Somnambulisme, terreurs nocturnes : que faire ?

Si ces parasomnies sont courantes chez les jeunes enfants, elles interrogent davantage lorsqu’elles persistent dans le temps chez les enfants plus âgés, les adolescents ou même les adultes.

Dans un premier temps, plusieurs actions peuvent être mises en place pour y faire face :

  • Réorganisation du rythme veille/sommeil (respect des horaires de sommeil réguliers) ;
  • Nuits plus longues avec une heure de coucher plus précoce pour éviter la dette de sommeil ;
  • Sieste diurne ;
  • Éviter d’augmenter sa température corporelle juste avant le coucher (en faisant du sport, par exemple) ;
  • Pour le somnambulisme : mettre en place des mesure préventives afin d’éviter que le dormeur somnambule ne se blesse (bloquer l’accès aux escaliers, éviter les lits en hauteur et les chambres en mezzanine, fermer les fenêtres, etc).

Dans le cas où ces parasomnies persisteraient dans le temps, un enregistrement des ondes cérébrales (ou enregistrement de sommeil) à l’aide d’un Électroencéphalogramme (EEG) peut se montrer intéressant. Les centres prenant en charge les troubles chroniques du sommeil peuvent également demander aux parents d’enregistrer le sommeil de l’enfant (après « L’Exorciste », voici venir « Paranormal Activity »).

────────────────

◆ ACTIVITÉ: Recopiez intégralement le texte sur le somnambulisme et les terreurs nocturnes, sans en modifier un seul mot.

[Descriptions de régions en langage naturel]
────────────────

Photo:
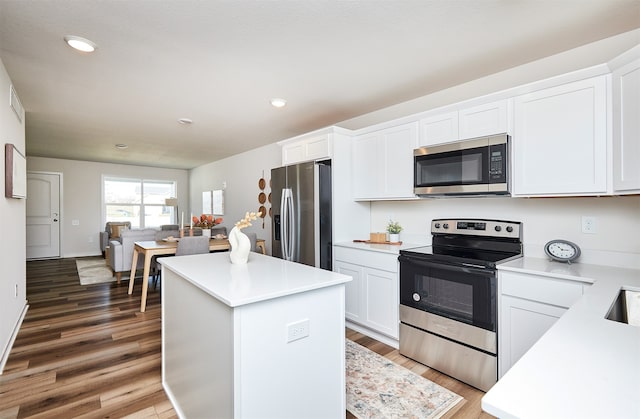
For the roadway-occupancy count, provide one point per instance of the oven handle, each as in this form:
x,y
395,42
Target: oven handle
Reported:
x,y
464,267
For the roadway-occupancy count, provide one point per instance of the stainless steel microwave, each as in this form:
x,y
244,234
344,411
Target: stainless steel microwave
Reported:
x,y
479,166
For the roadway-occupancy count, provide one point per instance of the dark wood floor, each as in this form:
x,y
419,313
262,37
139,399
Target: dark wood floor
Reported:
x,y
87,351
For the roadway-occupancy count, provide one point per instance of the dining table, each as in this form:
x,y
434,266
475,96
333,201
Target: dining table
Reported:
x,y
152,248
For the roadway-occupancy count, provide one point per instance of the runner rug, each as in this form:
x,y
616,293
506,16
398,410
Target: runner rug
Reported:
x,y
379,388
94,270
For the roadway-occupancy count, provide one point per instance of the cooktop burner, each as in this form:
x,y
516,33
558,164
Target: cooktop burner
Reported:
x,y
471,241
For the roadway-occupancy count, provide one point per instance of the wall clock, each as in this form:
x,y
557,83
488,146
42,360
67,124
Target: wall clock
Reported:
x,y
562,250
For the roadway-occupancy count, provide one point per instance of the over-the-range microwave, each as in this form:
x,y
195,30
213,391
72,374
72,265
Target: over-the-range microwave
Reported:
x,y
478,166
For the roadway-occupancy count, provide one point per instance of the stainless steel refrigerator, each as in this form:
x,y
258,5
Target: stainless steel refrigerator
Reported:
x,y
301,206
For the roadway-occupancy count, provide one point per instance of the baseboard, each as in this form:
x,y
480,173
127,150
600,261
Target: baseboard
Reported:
x,y
373,334
14,334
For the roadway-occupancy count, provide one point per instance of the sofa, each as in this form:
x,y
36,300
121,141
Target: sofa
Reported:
x,y
121,249
112,231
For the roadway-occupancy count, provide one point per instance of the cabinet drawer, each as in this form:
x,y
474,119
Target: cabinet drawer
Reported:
x,y
376,260
558,292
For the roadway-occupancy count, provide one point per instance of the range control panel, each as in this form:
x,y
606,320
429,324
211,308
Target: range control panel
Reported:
x,y
477,227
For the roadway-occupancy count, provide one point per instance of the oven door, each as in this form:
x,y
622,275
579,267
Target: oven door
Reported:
x,y
462,292
466,167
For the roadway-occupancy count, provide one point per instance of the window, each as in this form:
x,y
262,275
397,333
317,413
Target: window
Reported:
x,y
140,201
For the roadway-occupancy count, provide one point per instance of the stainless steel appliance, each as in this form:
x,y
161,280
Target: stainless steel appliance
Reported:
x,y
448,297
478,166
301,222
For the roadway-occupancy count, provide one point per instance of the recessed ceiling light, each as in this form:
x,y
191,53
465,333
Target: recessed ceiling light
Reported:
x,y
278,103
81,44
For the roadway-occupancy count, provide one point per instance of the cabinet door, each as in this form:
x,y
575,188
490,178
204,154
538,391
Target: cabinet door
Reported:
x,y
381,301
626,128
439,129
353,290
366,171
560,140
308,149
482,120
399,144
522,323
383,163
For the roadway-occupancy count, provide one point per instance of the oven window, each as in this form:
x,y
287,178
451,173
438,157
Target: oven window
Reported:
x,y
446,297
454,292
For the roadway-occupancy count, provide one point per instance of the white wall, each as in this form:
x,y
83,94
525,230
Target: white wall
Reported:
x,y
576,59
82,197
241,174
616,242
12,217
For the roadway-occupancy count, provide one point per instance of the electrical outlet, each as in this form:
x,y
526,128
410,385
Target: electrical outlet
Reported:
x,y
297,330
589,225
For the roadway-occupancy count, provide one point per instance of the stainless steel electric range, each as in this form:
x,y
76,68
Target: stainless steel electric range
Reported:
x,y
448,305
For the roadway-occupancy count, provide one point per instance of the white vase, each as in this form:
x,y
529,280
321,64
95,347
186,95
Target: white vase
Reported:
x,y
240,246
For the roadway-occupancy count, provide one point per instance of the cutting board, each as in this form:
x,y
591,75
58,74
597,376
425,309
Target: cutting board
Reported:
x,y
377,242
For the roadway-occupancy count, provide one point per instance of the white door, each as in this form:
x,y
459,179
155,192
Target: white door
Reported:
x,y
43,215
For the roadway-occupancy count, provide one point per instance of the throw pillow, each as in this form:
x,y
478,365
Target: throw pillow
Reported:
x,y
116,228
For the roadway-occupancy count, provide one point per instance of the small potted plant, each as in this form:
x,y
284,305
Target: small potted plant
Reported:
x,y
394,228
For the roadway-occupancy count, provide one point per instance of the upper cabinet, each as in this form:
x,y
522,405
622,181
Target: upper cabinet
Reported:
x,y
626,126
317,145
439,129
383,163
478,121
560,140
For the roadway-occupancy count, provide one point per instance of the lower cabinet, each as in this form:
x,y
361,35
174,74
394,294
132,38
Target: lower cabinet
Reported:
x,y
371,298
528,306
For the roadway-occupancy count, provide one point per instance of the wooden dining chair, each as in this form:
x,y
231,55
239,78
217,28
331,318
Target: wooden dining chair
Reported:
x,y
191,245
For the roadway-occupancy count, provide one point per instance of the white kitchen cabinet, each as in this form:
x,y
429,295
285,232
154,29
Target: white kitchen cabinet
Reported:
x,y
471,122
560,140
483,120
313,146
626,128
528,306
383,163
439,129
372,297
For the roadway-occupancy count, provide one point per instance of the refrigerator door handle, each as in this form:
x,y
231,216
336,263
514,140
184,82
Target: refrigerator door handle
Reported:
x,y
286,223
291,228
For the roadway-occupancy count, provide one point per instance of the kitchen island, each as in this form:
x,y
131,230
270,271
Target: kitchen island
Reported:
x,y
264,339
584,366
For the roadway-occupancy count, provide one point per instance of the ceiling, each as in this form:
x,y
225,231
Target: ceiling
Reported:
x,y
219,63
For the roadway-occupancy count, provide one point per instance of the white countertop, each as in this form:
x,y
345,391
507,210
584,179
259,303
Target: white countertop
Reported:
x,y
383,248
585,366
261,278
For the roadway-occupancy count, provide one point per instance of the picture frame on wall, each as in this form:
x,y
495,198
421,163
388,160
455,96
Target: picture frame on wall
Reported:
x,y
15,176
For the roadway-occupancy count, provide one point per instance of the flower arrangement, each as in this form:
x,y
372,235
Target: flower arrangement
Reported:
x,y
394,227
245,222
205,221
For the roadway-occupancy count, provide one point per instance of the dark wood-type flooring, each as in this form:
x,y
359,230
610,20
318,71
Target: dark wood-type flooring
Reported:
x,y
87,351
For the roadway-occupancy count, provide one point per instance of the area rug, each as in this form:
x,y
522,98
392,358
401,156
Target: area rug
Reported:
x,y
379,388
94,271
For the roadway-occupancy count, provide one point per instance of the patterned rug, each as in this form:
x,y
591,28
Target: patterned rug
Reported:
x,y
94,270
380,388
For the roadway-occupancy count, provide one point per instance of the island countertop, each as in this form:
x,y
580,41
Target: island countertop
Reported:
x,y
584,366
261,278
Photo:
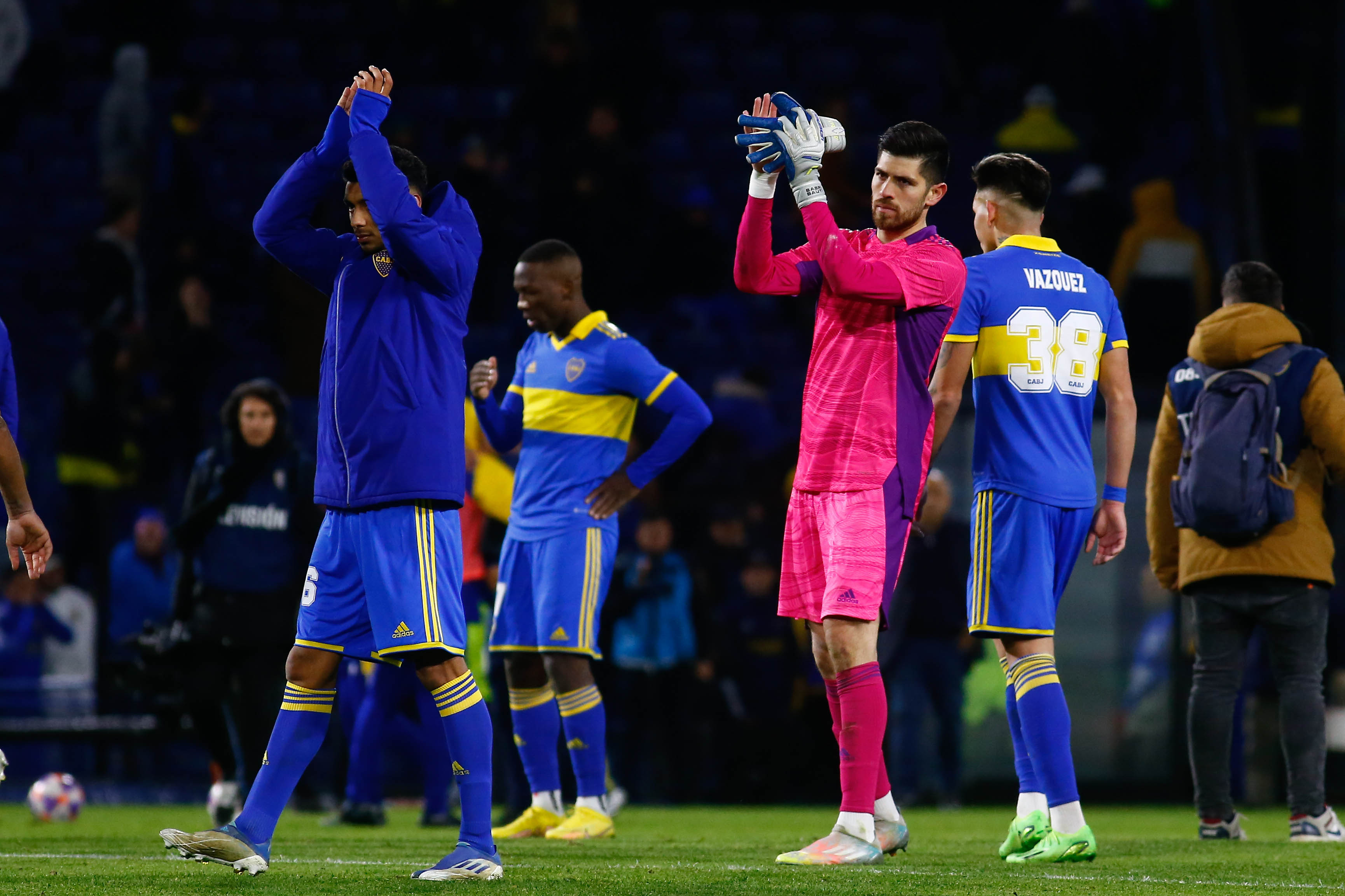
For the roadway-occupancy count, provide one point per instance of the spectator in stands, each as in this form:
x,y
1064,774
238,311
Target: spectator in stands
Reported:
x,y
111,267
653,649
69,669
1161,277
124,119
1280,582
1038,130
140,578
25,628
249,497
931,658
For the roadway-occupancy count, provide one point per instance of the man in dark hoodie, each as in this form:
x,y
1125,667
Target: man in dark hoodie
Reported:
x,y
249,497
1280,582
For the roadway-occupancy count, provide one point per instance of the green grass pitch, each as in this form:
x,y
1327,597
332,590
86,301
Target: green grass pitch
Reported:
x,y
115,849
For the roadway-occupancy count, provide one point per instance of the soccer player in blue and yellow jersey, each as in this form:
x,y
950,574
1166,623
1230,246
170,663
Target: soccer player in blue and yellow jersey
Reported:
x,y
576,387
1043,335
388,564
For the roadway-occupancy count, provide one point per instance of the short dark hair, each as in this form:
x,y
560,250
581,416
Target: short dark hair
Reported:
x,y
918,140
1017,177
407,162
548,251
1254,282
268,392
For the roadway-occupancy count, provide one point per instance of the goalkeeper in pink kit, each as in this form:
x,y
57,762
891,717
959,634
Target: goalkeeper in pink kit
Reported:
x,y
886,299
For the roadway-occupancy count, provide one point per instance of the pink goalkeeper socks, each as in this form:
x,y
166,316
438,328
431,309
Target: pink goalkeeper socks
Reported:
x,y
882,785
863,706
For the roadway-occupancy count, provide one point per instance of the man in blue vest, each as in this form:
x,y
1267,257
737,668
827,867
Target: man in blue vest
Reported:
x,y
1280,582
386,571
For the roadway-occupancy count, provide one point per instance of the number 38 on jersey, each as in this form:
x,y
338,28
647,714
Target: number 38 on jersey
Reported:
x,y
1058,354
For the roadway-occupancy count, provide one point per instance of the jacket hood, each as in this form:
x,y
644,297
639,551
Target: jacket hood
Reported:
x,y
1242,333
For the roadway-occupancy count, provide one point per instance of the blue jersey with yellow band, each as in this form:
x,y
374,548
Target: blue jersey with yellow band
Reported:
x,y
580,395
1041,322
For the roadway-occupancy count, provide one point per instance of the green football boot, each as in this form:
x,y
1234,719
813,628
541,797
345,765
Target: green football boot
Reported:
x,y
1025,832
1081,847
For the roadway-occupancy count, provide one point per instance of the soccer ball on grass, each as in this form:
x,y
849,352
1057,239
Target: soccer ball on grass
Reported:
x,y
56,797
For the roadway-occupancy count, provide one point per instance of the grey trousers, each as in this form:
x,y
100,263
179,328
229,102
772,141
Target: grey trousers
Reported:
x,y
1293,615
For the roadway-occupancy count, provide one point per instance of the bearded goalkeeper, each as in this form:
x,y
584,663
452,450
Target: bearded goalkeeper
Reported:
x,y
886,299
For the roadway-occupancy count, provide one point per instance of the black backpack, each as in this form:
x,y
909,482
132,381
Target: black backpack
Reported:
x,y
1230,486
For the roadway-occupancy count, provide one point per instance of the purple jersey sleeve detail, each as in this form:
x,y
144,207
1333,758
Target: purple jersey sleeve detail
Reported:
x,y
924,233
919,337
810,279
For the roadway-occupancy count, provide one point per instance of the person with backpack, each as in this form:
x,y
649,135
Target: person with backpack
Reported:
x,y
1251,424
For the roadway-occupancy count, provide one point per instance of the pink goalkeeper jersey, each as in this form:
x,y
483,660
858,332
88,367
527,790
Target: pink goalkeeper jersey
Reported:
x,y
883,311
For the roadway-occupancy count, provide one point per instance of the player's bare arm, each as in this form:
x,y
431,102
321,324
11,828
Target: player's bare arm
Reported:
x,y
483,377
1109,526
25,535
950,377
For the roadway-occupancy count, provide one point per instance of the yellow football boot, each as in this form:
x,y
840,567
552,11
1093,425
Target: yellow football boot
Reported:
x,y
535,823
583,824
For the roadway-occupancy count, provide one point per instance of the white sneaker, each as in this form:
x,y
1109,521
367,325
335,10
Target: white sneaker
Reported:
x,y
1316,829
1223,829
224,802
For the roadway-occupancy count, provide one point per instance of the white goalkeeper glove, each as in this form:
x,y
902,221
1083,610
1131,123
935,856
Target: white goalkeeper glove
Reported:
x,y
804,145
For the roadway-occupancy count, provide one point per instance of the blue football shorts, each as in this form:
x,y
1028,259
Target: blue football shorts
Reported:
x,y
385,582
550,593
1021,556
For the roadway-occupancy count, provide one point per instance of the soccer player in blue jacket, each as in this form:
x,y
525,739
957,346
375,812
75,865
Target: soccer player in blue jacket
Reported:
x,y
1043,337
385,574
571,405
26,537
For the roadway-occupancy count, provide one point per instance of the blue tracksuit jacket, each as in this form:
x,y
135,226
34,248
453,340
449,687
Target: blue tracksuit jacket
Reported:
x,y
393,373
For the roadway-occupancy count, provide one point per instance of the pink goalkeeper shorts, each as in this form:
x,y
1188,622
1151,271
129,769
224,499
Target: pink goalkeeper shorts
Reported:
x,y
842,553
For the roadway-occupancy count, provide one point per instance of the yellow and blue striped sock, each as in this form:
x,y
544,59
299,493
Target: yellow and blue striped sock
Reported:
x,y
584,720
468,727
1021,761
1044,718
295,741
537,727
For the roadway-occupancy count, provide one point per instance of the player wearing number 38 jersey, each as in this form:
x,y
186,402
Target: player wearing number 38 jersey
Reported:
x,y
1043,337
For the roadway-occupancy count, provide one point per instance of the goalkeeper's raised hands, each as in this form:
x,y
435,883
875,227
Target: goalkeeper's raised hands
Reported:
x,y
766,157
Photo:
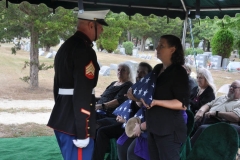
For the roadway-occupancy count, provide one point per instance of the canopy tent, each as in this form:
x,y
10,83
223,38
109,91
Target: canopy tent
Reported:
x,y
169,8
183,9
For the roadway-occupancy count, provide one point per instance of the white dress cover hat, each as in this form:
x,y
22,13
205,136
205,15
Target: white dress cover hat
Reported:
x,y
97,16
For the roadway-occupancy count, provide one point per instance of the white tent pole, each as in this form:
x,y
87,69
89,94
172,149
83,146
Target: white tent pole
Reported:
x,y
184,31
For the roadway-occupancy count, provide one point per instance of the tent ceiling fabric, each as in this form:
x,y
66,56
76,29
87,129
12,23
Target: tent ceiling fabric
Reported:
x,y
170,8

────────────────

◆ CORRIGÉ:
Somnambulisme, terreurs nocturnes : que faire ?

Si ces parasomnies sont courantes chez les jeunes enfants, elles interrogent davantage lorsqu’elles persistent dans le temps chez les enfants plus âgés, les adolescents ou même les adultes.

Dans un premier temps, plusieurs actions peuvent être mises en place pour y faire face :

  • Réorganisation du rythme veille/sommeil (respect des horaires de sommeil réguliers) ;
  • Nuits plus longues avec une heure de coucher plus précoce pour éviter la dette de sommeil ;
  • Sieste diurne ;
  • Éviter d’augmenter sa température corporelle juste avant le coucher (en faisant du sport, par exemple) ;
  • Pour le somnambulisme : mettre en place des mesure préventives afin d’éviter que le dormeur somnambule ne se blesse (bloquer l’accès aux escaliers, éviter les lits en hauteur et les chambres en mezzanine, fermer les fenêtres, etc).

Dans le cas où ces parasomnies persisteraient dans le temps, un enregistrement des ondes cérébrales (ou enregistrement de sommeil) à l’aide d’un Électroencéphalogramme (EEG) peut se montrer intéressant. Les centres prenant en charge les troubles chroniques du sommeil peuvent également demander aux parents d’enregistrer le sommeil de l’enfant (après « L’Exorciste », voici venir « Paranormal Activity »).